■ **Activity 1**
In the Thanksgiving pet food article, which form of pumpkin is described as safe for dogs?
■ **Activity 2**
Please extend the Thanksgiving pet food article, picking up after its last sentence.

■ **Document text**
┄┄┄┄┄┄
Eat This, Not That: Thanksgiving Edition!

Thanksgiving is right around the corner. It’s a holiday where you spend time with family, catch up on events, and gather around the table to share memories, but let’s be honest – it’s all about the food!

While you’re enjoying your holiday feast, don’t forget about your pets. Obviously, they can’t (and shouldn’t) have everything on your table, but you can make some simple substitutions to your meal staples that allow your pets to take part in the family meal without also having to take a trip to the vet. Keep your pet’s stomach safe with this handy list of foods that are safe, and some that are not.

As with all extra food and treats, please feed these items to your pet in moderation. These foods should not replace their normal meal. As always, check with your veterinarian if you have questions or concerns before adding anything to your pet’s diet.

Yes to Pumpkin, NO to Pumpkin Pie

Pumpkin actually has a lot of benefits for your dog, but the trick is to figure out which type of pumpkin is safe. Canned pumpkin, in pureed form, provides a lot of health advantages for your dog when served in appropriate quantities such as aiding digestion, preventing diarrhea, and even preventing hairballs. Raw pumpkin, pumpkin pie filling, and sugary versions of pumpkin desserts are NOT healthy for your pet to eat. Pumpkin pies and other desserts contain sugars and spices that are dangerous for your pet to consume. Stick to the can!

Yes to Green Beans, NO to Green Bean Casserole

Fresh green beans are a good source of vitamin K, vitamin C, and are a low-calorie addition to your dog’s diet. Make sure to only serve your dog fresh green beans with no added salt and stay away from the green bean casserole. The extra ingredients in the casserole will not agree with your pet’s stomach.
┄┄┄┄┄┄
■ **Data extracts**

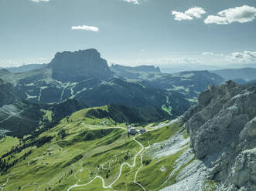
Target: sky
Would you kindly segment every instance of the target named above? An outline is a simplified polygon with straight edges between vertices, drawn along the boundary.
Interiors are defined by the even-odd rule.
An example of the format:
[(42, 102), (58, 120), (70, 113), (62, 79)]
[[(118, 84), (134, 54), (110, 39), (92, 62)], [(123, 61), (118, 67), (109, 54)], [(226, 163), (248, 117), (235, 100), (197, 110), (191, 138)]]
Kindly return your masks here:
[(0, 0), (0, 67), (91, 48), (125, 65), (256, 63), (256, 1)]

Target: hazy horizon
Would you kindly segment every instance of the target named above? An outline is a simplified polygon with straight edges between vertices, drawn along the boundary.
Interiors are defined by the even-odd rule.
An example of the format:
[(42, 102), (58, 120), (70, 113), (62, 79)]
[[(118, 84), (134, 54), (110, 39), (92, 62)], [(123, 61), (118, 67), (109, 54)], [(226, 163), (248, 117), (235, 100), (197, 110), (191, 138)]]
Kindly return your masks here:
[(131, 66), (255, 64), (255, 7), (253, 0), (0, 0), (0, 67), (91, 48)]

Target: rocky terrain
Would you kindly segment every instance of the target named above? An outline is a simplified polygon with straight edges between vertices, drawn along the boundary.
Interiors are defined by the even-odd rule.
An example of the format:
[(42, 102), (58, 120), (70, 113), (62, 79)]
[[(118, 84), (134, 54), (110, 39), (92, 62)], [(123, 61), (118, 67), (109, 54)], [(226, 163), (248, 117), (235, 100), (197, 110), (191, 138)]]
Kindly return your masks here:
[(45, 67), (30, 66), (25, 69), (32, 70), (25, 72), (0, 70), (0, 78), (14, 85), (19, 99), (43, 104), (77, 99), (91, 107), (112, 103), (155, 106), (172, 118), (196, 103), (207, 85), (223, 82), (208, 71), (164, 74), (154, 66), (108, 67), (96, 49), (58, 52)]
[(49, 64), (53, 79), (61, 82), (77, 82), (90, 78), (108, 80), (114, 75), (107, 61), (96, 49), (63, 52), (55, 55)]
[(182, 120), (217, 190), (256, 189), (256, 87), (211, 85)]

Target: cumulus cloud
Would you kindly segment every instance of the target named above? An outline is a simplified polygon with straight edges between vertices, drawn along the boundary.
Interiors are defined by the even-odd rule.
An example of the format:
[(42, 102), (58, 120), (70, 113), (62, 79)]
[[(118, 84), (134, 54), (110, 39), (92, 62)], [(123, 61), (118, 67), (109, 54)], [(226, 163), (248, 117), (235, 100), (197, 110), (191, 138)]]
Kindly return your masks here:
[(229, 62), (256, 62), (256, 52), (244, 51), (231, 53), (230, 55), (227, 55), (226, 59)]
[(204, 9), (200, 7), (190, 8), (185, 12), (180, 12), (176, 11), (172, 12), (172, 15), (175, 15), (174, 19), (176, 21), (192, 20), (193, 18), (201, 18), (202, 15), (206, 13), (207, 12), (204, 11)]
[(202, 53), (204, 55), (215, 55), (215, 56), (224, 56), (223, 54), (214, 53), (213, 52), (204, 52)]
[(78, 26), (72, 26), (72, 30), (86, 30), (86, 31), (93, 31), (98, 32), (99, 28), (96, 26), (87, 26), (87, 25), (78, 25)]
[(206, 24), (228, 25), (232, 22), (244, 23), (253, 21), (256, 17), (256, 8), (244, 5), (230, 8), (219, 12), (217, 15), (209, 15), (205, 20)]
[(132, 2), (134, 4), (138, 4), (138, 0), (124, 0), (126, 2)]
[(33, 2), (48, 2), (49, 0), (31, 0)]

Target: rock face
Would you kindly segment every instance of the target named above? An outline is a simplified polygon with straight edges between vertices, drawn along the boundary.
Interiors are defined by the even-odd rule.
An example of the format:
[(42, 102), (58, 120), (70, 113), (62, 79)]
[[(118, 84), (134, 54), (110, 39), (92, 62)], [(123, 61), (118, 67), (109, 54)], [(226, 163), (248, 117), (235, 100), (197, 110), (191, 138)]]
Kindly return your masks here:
┄┄┄┄┄┄
■ **Written response 1**
Canned pumpkin in pureed form.

■ **Written response 2**
Yes to Turkey, NO to Turkey Skin

Most people assume all meat is fine for dogs to eat, and that’s partially true, but you have to be careful with turkey, and turkey skin in particular. The skin in turkey is fatty and can cause health problems for your pet down the road. But a small amount of skinless turkey is fine for your pet to snack on, as long as you stick with white meat (it tends to be less fatty) and keep bones away from hungry pets. Bones can splinter and cause problems for your furry friend.

Yes to Sweet Potatoes, NO to Candied Yams

Candied yams are delicious and popular around the holidays, but the butter and other ingredients make them dangerous for your pets to consume. Instead of the sugary deliciousness that is candied yams, share some plain sweet potatoes with your pet instead. Plain sweet potatoes are a great source of vitamins C and B6 and they make a great treat for your dog, especially when sliced and dehydrated.

Yes to Yogurt, NO to Ice Cream or Whipped Cream

Pumpkin pie ala mode is a staple for the Thanksgiving feast, but your pet should stay away from this sugary treat and indulge in yogurt instead. Plain yogurt is high in protein and calcium, while also helping to aid digestion. Make sure you choose a yogurt that has no added sweeteners or sugar. Yogurt is a tasty treat for your pet that replaces the ice cream and whipped cream that are full of sugar and dairy that can wreak havoc on their digestive tracts.